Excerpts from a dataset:
((

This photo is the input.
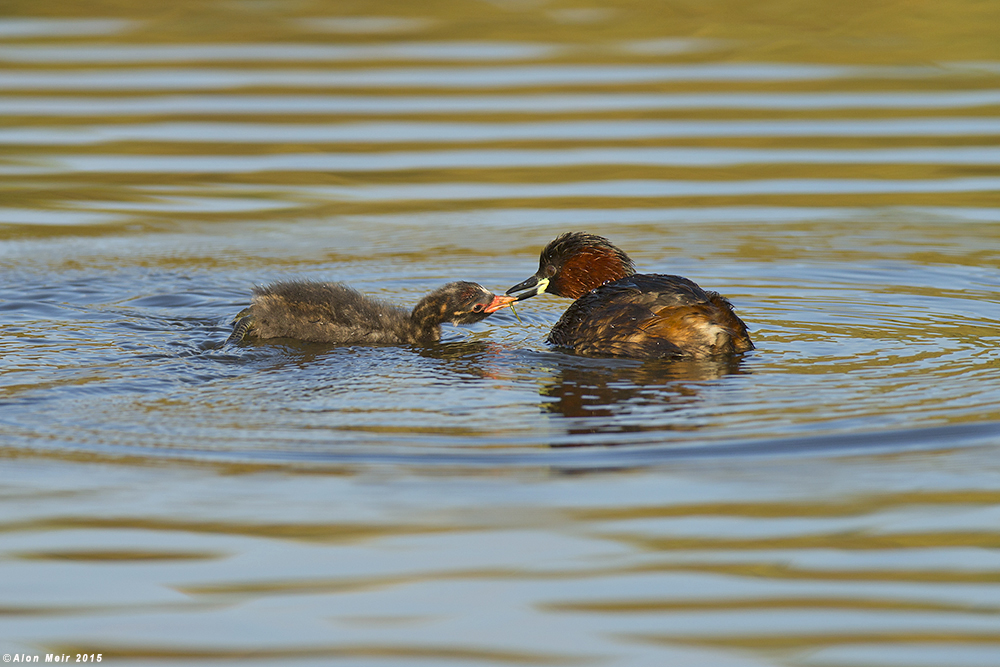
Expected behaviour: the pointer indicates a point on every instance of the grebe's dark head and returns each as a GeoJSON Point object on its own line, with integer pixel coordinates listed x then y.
{"type": "Point", "coordinates": [573, 264]}
{"type": "Point", "coordinates": [458, 303]}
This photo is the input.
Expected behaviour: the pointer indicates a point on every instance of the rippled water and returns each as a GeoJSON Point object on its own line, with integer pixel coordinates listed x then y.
{"type": "Point", "coordinates": [830, 499]}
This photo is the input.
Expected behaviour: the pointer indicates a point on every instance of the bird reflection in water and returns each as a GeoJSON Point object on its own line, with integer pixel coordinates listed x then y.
{"type": "Point", "coordinates": [623, 396]}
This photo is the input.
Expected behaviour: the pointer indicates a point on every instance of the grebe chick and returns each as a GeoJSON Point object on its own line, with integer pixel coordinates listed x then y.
{"type": "Point", "coordinates": [620, 313]}
{"type": "Point", "coordinates": [334, 313]}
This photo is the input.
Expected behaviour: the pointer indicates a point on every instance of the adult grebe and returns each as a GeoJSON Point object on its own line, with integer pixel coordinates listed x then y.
{"type": "Point", "coordinates": [619, 312]}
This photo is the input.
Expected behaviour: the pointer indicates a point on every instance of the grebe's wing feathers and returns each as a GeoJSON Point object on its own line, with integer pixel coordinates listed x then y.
{"type": "Point", "coordinates": [650, 316]}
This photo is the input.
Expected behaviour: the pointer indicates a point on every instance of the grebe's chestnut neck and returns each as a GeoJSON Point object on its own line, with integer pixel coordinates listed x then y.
{"type": "Point", "coordinates": [574, 264]}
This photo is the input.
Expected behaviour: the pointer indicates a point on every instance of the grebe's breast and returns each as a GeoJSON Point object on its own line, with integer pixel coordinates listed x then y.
{"type": "Point", "coordinates": [650, 316]}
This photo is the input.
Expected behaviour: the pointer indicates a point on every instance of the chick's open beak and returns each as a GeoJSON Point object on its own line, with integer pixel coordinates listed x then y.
{"type": "Point", "coordinates": [498, 303]}
{"type": "Point", "coordinates": [533, 284]}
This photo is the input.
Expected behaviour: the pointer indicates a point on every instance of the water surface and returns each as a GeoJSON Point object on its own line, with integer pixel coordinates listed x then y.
{"type": "Point", "coordinates": [830, 499]}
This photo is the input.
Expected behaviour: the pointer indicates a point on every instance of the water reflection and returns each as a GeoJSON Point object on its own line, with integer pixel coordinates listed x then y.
{"type": "Point", "coordinates": [625, 396]}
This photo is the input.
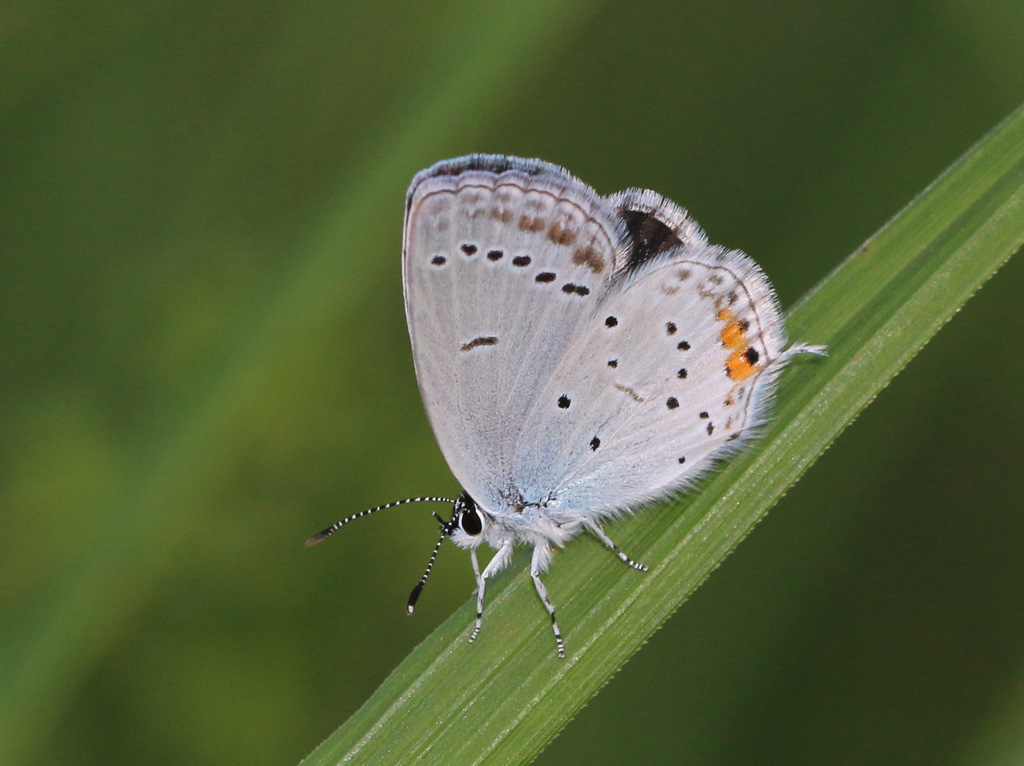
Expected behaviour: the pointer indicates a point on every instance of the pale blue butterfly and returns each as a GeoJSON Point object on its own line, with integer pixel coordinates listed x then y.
{"type": "Point", "coordinates": [579, 355]}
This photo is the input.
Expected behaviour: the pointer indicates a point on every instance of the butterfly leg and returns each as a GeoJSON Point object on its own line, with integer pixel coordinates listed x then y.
{"type": "Point", "coordinates": [542, 555]}
{"type": "Point", "coordinates": [599, 534]}
{"type": "Point", "coordinates": [498, 562]}
{"type": "Point", "coordinates": [480, 584]}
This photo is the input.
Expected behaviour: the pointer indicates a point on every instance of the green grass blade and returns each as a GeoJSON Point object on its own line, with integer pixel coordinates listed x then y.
{"type": "Point", "coordinates": [503, 698]}
{"type": "Point", "coordinates": [72, 627]}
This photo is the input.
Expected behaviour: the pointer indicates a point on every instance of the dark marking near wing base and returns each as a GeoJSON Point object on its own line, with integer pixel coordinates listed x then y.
{"type": "Point", "coordinates": [649, 237]}
{"type": "Point", "coordinates": [483, 340]}
{"type": "Point", "coordinates": [568, 288]}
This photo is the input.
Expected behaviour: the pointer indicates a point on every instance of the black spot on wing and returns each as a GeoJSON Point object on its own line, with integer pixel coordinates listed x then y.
{"type": "Point", "coordinates": [483, 340]}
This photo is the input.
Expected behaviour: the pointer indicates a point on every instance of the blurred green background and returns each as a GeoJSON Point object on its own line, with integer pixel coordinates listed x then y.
{"type": "Point", "coordinates": [204, 360]}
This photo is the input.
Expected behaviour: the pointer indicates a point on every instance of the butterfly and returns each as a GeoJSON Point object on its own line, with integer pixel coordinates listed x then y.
{"type": "Point", "coordinates": [579, 356]}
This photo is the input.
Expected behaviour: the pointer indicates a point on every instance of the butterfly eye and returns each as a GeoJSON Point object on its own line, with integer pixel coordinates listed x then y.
{"type": "Point", "coordinates": [470, 520]}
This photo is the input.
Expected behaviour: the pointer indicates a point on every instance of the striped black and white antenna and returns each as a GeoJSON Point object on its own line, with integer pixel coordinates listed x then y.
{"type": "Point", "coordinates": [446, 528]}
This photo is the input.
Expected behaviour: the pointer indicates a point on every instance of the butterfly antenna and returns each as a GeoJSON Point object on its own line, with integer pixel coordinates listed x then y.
{"type": "Point", "coordinates": [446, 527]}
{"type": "Point", "coordinates": [334, 527]}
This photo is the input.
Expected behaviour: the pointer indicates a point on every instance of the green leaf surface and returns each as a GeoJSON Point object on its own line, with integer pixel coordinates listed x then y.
{"type": "Point", "coordinates": [503, 698]}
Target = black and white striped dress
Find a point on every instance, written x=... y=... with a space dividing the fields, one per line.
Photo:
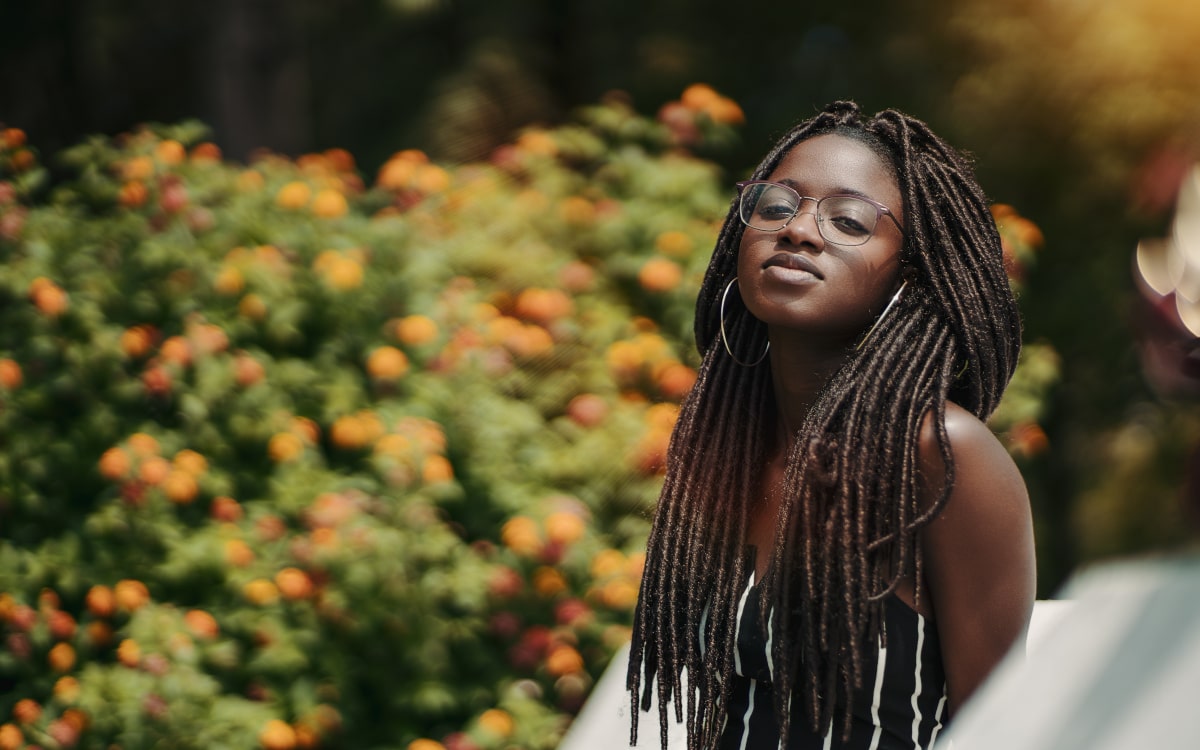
x=901 y=703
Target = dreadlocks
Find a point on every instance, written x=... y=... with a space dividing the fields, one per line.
x=847 y=523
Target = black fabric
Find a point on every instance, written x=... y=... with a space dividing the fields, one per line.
x=904 y=661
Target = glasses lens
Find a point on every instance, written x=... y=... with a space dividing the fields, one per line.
x=768 y=207
x=846 y=220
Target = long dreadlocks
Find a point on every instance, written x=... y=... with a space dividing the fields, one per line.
x=847 y=525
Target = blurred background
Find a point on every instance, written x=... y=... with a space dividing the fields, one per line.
x=1083 y=115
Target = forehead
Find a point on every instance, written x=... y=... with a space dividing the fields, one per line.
x=832 y=163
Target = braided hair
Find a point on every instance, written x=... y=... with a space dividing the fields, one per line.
x=850 y=514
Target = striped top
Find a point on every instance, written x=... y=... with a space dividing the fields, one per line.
x=901 y=703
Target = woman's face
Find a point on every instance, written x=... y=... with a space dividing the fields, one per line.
x=795 y=280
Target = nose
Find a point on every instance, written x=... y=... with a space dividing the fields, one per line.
x=804 y=228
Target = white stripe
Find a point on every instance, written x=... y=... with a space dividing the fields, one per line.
x=875 y=701
x=745 y=720
x=916 y=688
x=737 y=627
x=771 y=635
x=937 y=719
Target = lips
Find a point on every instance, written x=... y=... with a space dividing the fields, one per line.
x=793 y=261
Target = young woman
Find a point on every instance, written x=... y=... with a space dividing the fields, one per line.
x=841 y=550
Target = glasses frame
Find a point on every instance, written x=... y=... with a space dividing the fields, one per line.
x=880 y=209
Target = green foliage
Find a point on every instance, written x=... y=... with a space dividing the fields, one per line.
x=287 y=460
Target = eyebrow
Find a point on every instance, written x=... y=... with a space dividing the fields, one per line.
x=838 y=191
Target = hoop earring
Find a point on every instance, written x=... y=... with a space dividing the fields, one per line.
x=895 y=298
x=725 y=339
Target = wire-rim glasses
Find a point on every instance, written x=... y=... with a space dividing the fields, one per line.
x=841 y=220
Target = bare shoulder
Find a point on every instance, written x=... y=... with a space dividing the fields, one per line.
x=979 y=562
x=984 y=473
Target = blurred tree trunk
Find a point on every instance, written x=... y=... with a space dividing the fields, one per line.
x=259 y=83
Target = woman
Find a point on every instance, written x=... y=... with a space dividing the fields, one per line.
x=841 y=550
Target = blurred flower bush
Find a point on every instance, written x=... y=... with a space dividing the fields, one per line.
x=295 y=459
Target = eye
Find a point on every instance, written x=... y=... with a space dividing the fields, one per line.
x=775 y=203
x=850 y=216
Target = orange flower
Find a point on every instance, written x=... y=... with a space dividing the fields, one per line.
x=132 y=195
x=101 y=601
x=496 y=721
x=549 y=581
x=436 y=469
x=180 y=486
x=660 y=275
x=417 y=330
x=10 y=375
x=277 y=735
x=169 y=151
x=202 y=624
x=564 y=660
x=387 y=364
x=154 y=471
x=61 y=658
x=577 y=210
x=521 y=535
x=27 y=711
x=261 y=592
x=294 y=583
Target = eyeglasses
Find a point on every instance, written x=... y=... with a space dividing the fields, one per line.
x=841 y=220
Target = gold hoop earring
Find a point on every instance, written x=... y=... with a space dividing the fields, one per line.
x=895 y=298
x=725 y=339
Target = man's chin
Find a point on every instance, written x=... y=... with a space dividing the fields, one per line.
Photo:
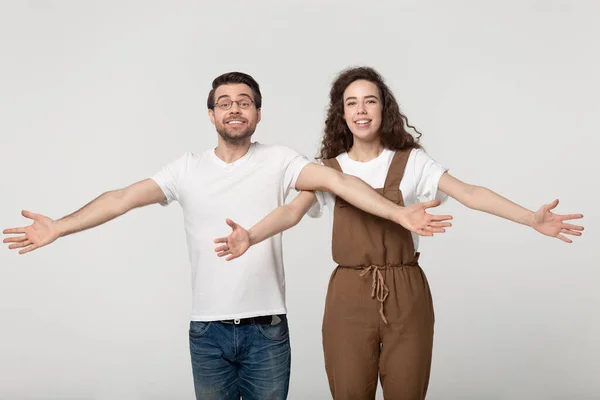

))

• PROBLEM TO WORK ON: Which lines of the data include the word "earring"? Copy each one.

• YOUR RESPONSE:
Target = hoop earring
Target = gold hoop earring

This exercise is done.